## Extracted material
* * * * * * *
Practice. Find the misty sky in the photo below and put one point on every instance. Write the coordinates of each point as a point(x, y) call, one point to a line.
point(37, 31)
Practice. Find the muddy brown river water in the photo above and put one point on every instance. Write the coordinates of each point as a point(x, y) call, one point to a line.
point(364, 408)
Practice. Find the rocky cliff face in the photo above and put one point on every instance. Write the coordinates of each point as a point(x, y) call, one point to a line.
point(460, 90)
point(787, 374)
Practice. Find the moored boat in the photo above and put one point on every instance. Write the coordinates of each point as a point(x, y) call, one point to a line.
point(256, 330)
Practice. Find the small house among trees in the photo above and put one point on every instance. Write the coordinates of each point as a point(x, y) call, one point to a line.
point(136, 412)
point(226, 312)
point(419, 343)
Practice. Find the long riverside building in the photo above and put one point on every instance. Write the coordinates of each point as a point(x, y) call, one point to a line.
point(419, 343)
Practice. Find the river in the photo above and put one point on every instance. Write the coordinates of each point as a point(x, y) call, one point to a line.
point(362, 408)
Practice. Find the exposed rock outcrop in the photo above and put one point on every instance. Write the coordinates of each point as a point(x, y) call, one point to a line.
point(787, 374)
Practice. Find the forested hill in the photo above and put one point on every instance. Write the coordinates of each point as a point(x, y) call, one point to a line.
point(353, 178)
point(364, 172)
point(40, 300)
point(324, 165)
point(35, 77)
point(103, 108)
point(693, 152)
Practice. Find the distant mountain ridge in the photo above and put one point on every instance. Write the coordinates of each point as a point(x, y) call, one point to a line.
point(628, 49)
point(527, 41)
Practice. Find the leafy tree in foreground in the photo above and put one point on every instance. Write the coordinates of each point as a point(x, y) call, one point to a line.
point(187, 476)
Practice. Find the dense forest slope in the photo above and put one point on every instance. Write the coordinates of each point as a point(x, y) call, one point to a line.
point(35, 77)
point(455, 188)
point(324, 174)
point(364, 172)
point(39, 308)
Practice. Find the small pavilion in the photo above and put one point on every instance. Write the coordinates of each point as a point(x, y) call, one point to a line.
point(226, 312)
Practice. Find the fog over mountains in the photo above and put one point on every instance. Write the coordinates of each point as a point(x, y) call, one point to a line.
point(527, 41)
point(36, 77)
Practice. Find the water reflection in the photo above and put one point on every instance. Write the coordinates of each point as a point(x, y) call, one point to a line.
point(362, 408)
* * * * * * *
## Description of the task
With nothing added or dropped, write out every entry.

## Answer below
Practice. Find the misty sky in the photo below and put one point on every instance. Write the coordinates of each point as a point(x, y) call, one point to a line.
point(37, 31)
Practice. Find the muddy brown river water in the photo above and put one point on every instance. Write the coordinates of each point as a point(x, y) call, one point to a line.
point(364, 408)
Practice. Find the rocky cliff face in the photo above and put one point on every instance. Write the coordinates of each point as a point(x, y) call, one point to a line.
point(460, 90)
point(787, 374)
Practice. Find the moored boat in the photo above and put one point on every instance. Write the coordinates of each point as a point(x, y) call, one point to a line.
point(256, 330)
Practice. Find the small house among trees in the photo above and put one point on every instance. Write the coordinates of each point as a point(x, y) call, one point to a line.
point(136, 412)
point(226, 312)
point(419, 343)
Practice. Find the long riverside building in the photo above and put one point on every instance. Write the coordinates of each point as a point(x, y) call, one point to a line.
point(419, 343)
Practice. Find the river in the photo above and put one point on every instance. Write the coordinates of each point as a point(x, y) call, one point to a line.
point(362, 408)
Practice. Find the exposed rock outcrop in the photo above and put one point on every instance. Write the coordinates of each point as a point(x, y) call, one point to a line.
point(787, 374)
Practice. Find the forested hill in the photo above and put one point on every instance. Write the coordinates of each point as a point(x, y) call, one point to a line.
point(353, 178)
point(364, 172)
point(40, 300)
point(324, 165)
point(35, 77)
point(103, 108)
point(693, 152)
Practice. Find the distant mountain ridge in the photo above and put one point on every instance. Write the coordinates of each point as a point(x, y) call, one point to a line.
point(628, 49)
point(527, 41)
Practice. Find the leafy tree in foreground in the photo above and put one point on every instance. Write the coordinates of each point as a point(x, y) call, one point to a line.
point(187, 476)
Practice. Find the dense forest slope in the photo above and put one point on every instance. Write the coordinates of each point as a point(x, y) call, one point to a line.
point(35, 77)
point(455, 188)
point(324, 174)
point(364, 172)
point(39, 308)
Practice. Find the small pavilion in the photo above and put one point on every instance. Write the coordinates of each point as a point(x, y) call, one point to a line.
point(226, 312)
Practice. Find the fog over mountains in the photo above and put one point on every instance. Write the coordinates of each point as a point(x, y) call, one point to a line.
point(527, 41)
point(36, 77)
Practice. Find the water reflection in the photo above and put one point on every instance. Write the coordinates of each point as a point(x, y) call, one point to a line.
point(362, 408)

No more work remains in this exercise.